*** Отрывок

Сказать по правде, я знаю детей, которые учатся в приличных школах и вполне сносно пишут (от руки и прописью), но раз упомянутые статьи говорят о «пятидесяти процентах», видимо, судьба ко мне милостива и я общаюсь с другими пятьюдесятью процентами (кстати, с политиками та же история).

Трагедия в том, что все началось еще до распространения компьютеров и мобильных телефонов. Мои родители писали под легким наклоном (положив лист бумаги чуть наискосок), и каждое письмо было, по крайней мере по нынешним меркам, произведением искусства. Действительно, бытовало мнение, которое наверняка распространил обладатель кошмарного почерка, что каллиграфия – занятие для идиотов, и никто не станет спорить, что красивый почерк не гарантирует выдающихся умственных способностей, но ведь до чего же было приятно читать записку или целый документ, написанный как подобает (или как подобало).

Мое поколение тоже училось писать красиво. В начальной школе мы несколько месяцев корпели над прописями, которые впоследствии признали бессмысленным издевательством, тем не менее они учили правильно держать руку и, вооружившись бесподобным пером фирмы Perry, выводить украшенные завитушками буквы, сочетавшие округлость и выпуклость с изяществом. Впрочем, всякое бывало: порой с наконечника пера – и так вечно заляпывавшего чернилами парты, тетрадки, пальцы, одежду – капля подло плюхалась на бумагу, и тогда добрых десять минут приходилось на все лады тереть кляксу в надежде от нее избавиться, а она лишь еще больше размазывалась.

******
*** Входные строки

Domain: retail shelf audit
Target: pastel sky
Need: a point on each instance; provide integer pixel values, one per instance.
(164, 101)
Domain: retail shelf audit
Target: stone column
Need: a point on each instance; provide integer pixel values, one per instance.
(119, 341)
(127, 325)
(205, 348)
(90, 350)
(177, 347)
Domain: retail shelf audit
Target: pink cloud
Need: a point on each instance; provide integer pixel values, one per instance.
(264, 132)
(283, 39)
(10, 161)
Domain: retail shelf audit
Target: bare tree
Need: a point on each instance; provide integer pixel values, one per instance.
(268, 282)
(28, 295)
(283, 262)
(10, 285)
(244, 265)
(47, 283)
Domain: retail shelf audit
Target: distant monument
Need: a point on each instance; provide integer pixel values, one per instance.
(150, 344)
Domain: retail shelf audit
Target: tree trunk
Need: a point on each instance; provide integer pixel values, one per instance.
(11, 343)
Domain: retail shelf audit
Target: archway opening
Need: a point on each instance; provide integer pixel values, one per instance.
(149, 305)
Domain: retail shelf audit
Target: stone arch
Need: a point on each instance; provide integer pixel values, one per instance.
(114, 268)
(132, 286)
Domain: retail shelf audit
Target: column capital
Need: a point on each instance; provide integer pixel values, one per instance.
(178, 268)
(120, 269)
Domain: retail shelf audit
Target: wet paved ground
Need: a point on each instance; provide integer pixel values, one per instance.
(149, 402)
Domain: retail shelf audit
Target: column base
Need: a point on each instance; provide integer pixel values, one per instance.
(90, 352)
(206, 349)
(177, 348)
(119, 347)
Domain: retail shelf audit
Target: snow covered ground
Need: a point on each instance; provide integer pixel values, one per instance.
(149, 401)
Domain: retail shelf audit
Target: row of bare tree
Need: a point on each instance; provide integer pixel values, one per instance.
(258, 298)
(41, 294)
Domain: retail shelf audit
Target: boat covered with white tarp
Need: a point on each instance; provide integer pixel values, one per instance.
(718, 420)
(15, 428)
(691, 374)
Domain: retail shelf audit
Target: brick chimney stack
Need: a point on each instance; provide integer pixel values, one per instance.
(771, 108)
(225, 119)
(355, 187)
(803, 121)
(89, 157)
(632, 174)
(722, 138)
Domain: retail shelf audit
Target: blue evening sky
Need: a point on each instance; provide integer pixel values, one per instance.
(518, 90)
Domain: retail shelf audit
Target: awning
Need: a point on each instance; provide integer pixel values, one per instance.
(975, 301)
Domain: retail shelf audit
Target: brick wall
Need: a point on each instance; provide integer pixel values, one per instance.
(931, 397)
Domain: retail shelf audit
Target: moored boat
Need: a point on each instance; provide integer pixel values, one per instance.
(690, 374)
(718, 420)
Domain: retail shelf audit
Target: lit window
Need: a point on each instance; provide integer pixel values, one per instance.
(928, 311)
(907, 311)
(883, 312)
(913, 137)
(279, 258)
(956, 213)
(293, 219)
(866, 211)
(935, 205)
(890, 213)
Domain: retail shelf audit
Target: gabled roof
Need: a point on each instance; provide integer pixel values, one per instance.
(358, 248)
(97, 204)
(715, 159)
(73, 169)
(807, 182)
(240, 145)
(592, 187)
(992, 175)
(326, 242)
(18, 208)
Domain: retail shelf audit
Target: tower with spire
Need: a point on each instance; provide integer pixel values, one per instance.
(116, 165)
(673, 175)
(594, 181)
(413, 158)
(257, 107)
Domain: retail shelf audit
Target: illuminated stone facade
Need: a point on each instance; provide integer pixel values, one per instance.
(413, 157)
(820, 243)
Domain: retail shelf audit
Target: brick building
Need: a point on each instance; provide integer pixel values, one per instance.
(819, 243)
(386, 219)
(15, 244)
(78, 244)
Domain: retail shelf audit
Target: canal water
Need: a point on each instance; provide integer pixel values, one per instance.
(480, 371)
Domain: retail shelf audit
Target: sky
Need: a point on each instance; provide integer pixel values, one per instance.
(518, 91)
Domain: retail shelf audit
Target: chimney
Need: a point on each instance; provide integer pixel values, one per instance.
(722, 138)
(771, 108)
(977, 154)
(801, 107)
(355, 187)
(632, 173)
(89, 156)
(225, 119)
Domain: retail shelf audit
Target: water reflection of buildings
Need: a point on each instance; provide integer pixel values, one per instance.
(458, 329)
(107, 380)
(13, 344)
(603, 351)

******

- **Что сделать**
(a) Верните, пожалуйста, дословный фрагмент отрывка о почерке: начните со слов «Сказать по правде, я» и закончите словами «та же история).».
(b) Перечислите без изменений все строки, в которых есть слово «boat».

- **Решения задач**
(a)
Сказать по правде, я знаю детей, которые учатся в приличных школах и вполне сносно пишут (от руки и прописью), но раз упомянутые статьи говорят о «пятидесяти процентах», видимо, судьба ко мне милостива и я общаюсь с другими пятьюдесятью процентами (кстати, с политиками та же история).

(b)
Target: boat covered with white tarp
Target: moored boat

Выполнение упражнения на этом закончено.